▸ **What is being asked**: Present the entries below, from their first line through the line containing "<point>472,611</point>", as a Markdown table with the columns Row and Line. Give each line a numbered row and leave out blank lines.

⟨

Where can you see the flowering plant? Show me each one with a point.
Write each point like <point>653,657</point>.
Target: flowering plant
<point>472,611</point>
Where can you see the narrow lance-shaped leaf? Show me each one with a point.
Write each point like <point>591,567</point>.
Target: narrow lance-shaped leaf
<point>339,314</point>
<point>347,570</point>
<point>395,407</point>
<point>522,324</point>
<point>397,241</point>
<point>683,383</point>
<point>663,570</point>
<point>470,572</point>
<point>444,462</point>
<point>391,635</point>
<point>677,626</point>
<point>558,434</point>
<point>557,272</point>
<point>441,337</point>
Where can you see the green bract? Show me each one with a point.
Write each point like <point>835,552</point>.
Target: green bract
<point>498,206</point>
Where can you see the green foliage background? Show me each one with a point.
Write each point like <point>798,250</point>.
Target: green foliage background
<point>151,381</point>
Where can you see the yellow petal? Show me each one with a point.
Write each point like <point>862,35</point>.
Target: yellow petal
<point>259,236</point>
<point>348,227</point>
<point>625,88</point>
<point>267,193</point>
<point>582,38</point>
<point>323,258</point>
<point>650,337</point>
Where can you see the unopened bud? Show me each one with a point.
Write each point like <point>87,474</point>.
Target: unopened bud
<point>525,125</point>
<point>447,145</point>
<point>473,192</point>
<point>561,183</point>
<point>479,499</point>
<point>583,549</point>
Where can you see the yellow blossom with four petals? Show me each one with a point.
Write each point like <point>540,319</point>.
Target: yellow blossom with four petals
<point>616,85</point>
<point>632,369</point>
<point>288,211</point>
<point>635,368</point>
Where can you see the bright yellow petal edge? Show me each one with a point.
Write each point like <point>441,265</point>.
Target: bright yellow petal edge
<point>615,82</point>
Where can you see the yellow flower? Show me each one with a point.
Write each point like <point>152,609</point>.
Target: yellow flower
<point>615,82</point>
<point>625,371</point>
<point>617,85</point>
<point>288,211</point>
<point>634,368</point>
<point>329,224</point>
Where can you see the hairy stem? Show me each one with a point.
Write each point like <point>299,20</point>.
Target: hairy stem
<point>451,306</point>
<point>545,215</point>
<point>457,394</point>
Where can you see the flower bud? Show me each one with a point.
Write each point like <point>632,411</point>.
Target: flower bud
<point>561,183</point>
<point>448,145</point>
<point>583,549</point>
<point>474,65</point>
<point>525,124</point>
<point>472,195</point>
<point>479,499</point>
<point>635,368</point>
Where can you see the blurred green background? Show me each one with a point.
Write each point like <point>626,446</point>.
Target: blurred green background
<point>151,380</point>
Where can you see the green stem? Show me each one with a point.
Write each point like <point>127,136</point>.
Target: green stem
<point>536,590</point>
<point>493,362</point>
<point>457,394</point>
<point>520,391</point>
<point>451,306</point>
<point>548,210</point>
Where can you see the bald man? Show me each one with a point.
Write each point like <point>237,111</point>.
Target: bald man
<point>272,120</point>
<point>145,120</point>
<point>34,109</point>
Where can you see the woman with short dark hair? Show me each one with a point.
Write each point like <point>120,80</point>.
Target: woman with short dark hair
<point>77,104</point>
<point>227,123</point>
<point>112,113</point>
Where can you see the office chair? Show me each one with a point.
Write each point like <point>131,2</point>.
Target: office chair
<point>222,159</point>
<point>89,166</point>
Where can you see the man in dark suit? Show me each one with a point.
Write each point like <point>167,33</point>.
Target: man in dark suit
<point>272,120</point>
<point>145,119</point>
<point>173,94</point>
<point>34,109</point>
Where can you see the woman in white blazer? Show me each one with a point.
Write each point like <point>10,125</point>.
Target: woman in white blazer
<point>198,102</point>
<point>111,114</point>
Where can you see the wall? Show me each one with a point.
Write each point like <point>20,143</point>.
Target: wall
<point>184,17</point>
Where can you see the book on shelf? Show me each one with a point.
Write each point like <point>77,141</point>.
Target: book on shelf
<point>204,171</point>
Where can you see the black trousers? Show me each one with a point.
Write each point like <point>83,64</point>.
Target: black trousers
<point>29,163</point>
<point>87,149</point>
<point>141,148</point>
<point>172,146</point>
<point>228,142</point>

⟩

▸ **Task solution**:
| Row | Line |
|---|---|
| 1 | Where can you see the flowering plant? Show me each one with a point. |
| 2 | Write each point like <point>653,657</point>. |
| 3 | Target: flowering plant |
| 4 | <point>472,611</point> |